Aim =
Copy the lines below verbatim, starting with the line that contains "I'd really appreciate it if you could find every bathroom" and continuing through the last line. Include nothing before that line.

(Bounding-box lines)
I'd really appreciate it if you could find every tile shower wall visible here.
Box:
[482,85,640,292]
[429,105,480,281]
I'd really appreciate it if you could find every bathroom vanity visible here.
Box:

Reply =
I'd really appreciate it if you could find every bathroom vanity visible here.
Box:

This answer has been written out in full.